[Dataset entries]
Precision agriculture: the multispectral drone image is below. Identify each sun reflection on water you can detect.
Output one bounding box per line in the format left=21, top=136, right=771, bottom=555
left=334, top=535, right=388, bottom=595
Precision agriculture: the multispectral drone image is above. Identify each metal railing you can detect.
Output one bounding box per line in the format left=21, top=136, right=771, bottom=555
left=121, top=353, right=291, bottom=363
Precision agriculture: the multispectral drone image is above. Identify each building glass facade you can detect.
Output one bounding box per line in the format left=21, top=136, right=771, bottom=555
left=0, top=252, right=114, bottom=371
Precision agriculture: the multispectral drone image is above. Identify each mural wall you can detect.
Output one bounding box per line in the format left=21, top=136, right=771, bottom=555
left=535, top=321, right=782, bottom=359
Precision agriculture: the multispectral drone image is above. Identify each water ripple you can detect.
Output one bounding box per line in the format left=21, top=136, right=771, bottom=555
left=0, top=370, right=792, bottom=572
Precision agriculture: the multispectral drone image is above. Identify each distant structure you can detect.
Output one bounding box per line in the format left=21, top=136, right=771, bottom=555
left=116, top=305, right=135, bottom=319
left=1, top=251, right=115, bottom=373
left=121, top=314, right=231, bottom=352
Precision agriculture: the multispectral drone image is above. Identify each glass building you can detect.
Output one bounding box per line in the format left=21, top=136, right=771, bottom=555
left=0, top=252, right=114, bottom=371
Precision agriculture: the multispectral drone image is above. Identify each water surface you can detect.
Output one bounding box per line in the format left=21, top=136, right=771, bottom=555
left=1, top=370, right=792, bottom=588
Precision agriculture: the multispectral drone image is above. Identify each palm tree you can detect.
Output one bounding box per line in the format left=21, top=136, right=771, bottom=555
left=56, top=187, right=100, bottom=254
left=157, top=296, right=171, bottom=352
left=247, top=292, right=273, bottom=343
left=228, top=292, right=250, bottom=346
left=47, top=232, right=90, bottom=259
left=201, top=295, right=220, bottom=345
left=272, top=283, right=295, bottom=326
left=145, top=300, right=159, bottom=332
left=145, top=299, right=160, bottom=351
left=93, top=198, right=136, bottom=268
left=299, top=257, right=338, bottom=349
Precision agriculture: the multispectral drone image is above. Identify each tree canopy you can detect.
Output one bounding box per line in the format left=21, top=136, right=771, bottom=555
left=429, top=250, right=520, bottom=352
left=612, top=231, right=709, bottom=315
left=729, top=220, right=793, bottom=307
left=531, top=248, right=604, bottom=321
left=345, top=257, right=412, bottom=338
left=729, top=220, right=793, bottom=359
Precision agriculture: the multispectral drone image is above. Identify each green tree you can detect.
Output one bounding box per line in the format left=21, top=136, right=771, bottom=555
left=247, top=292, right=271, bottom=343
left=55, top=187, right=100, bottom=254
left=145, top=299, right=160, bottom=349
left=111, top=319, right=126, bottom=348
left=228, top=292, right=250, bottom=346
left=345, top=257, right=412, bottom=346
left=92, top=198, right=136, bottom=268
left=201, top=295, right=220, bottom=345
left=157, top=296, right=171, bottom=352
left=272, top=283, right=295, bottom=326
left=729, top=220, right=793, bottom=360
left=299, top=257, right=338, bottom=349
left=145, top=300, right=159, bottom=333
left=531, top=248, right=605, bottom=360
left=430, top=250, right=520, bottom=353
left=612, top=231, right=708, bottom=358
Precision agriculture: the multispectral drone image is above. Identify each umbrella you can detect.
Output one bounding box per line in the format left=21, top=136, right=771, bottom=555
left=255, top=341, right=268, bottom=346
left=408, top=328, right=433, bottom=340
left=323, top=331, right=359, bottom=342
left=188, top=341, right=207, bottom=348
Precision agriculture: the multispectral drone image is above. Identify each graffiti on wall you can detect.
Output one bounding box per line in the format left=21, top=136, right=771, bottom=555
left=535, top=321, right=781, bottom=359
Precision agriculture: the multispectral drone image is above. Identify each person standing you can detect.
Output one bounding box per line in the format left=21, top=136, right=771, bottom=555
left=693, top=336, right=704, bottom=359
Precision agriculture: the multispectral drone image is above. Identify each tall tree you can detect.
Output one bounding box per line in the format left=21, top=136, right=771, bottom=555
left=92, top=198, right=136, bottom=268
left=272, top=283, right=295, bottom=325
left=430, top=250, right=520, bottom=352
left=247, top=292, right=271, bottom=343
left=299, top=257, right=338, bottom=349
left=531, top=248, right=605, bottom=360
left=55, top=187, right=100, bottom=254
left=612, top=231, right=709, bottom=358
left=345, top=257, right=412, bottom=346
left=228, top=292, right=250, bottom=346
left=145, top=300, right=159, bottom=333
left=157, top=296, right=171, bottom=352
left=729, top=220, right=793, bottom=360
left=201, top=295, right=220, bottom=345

= Task brief =
From the data above, give every line again exactly as it appears.

= Output for this task =
Precision agriculture: the multispectral drone image is below. Identify each sun reflection on water you can detect.
Output one bounding box per line in the format left=21, top=136, right=771, bottom=555
left=334, top=535, right=388, bottom=595
Precision agriculture: the multispectral drone image is above. Identify each metal railing you can detect.
Output one bounding box per line in the format left=21, top=136, right=771, bottom=555
left=121, top=353, right=291, bottom=363
Precision agriculture: the multispectral drone image is above. Identify each building glass facade you can detect.
Output one bounding box per line in the format left=21, top=136, right=771, bottom=555
left=0, top=252, right=114, bottom=371
Precision agriculture: the multispectral drone image is above. Identify each mural wall you can detect.
Output one bounding box per line in the format left=21, top=136, right=771, bottom=555
left=535, top=321, right=782, bottom=359
Precision agriculture: the multispectral drone image is above. Identify each water ripple you can detect.
Output one bounding box per line in the format left=21, top=136, right=771, bottom=555
left=0, top=370, right=792, bottom=572
Precision agriculture: the multispectral drone image is above. Identify each distant structure you can detect.
Output one bounding box per line in the format left=21, top=136, right=771, bottom=555
left=116, top=305, right=135, bottom=319
left=1, top=251, right=115, bottom=373
left=121, top=314, right=231, bottom=352
Precision agriculture: the multispectral drone image is above. Identify each glass building you can detect.
Output one bounding box per line in the format left=21, top=136, right=771, bottom=555
left=0, top=252, right=114, bottom=371
Precision agriculture: the multispectral drone image is above. Identify each water surface you can detect.
Output one bounding box per line in the format left=21, top=136, right=771, bottom=555
left=1, top=370, right=792, bottom=588
Precision agriculture: the multispectral drone image is above. Identify each palm tree you can detect.
Output one bounding box per line in the format left=21, top=136, right=771, bottom=555
left=56, top=187, right=100, bottom=254
left=157, top=296, right=171, bottom=352
left=247, top=292, right=273, bottom=343
left=228, top=292, right=250, bottom=346
left=47, top=232, right=90, bottom=259
left=201, top=295, right=220, bottom=345
left=272, top=283, right=295, bottom=326
left=145, top=300, right=159, bottom=332
left=145, top=299, right=160, bottom=351
left=93, top=198, right=136, bottom=268
left=299, top=257, right=338, bottom=349
Precision agriculture: the multispectral drone image is above. Identify each tree canopy you can detect.
Output one bounding box per line in the format left=21, top=136, right=771, bottom=555
left=429, top=250, right=520, bottom=352
left=612, top=231, right=709, bottom=315
left=729, top=220, right=793, bottom=307
left=531, top=248, right=604, bottom=321
left=345, top=257, right=412, bottom=338
left=729, top=220, right=793, bottom=359
Precision agriculture: the multispectral drone image is above. Identify each green tree you can detect.
Output one bounding box per line in the format left=21, top=136, right=771, bottom=555
left=247, top=292, right=271, bottom=343
left=55, top=187, right=100, bottom=254
left=145, top=299, right=160, bottom=349
left=111, top=319, right=126, bottom=348
left=228, top=292, right=250, bottom=346
left=345, top=257, right=412, bottom=346
left=92, top=198, right=136, bottom=268
left=201, top=295, right=220, bottom=345
left=157, top=296, right=171, bottom=352
left=272, top=283, right=295, bottom=326
left=729, top=220, right=793, bottom=360
left=299, top=257, right=338, bottom=349
left=145, top=300, right=159, bottom=333
left=531, top=248, right=605, bottom=360
left=430, top=250, right=520, bottom=353
left=612, top=231, right=708, bottom=358
Precision agriculture: the multispectral drone image is above. Identify each umbrella you can detect.
Output one bounding box per line in the format left=21, top=136, right=771, bottom=555
left=255, top=341, right=268, bottom=346
left=408, top=328, right=433, bottom=340
left=323, top=331, right=359, bottom=342
left=188, top=341, right=207, bottom=348
Precision agriculture: the multispectral drone image is above. Identify each graffiti on wall you can detect.
Output one bounding box per line in the format left=21, top=136, right=771, bottom=555
left=535, top=321, right=781, bottom=359
Precision agriculture: the multispectral drone image is above. Identify each person standing you can detect.
Output one bounding box per line in the format left=21, top=136, right=771, bottom=555
left=693, top=336, right=704, bottom=359
Precision agriculture: the multispectral drone image is above. Identify each tall tree you can detect.
Output one bounding box per line in the format left=21, top=136, right=771, bottom=555
left=92, top=198, right=136, bottom=268
left=272, top=283, right=295, bottom=325
left=430, top=250, right=520, bottom=352
left=247, top=292, right=271, bottom=343
left=299, top=257, right=338, bottom=349
left=531, top=248, right=605, bottom=360
left=55, top=187, right=100, bottom=254
left=612, top=231, right=709, bottom=358
left=345, top=257, right=412, bottom=346
left=228, top=292, right=250, bottom=346
left=145, top=300, right=159, bottom=333
left=157, top=296, right=171, bottom=352
left=729, top=220, right=793, bottom=360
left=201, top=295, right=220, bottom=345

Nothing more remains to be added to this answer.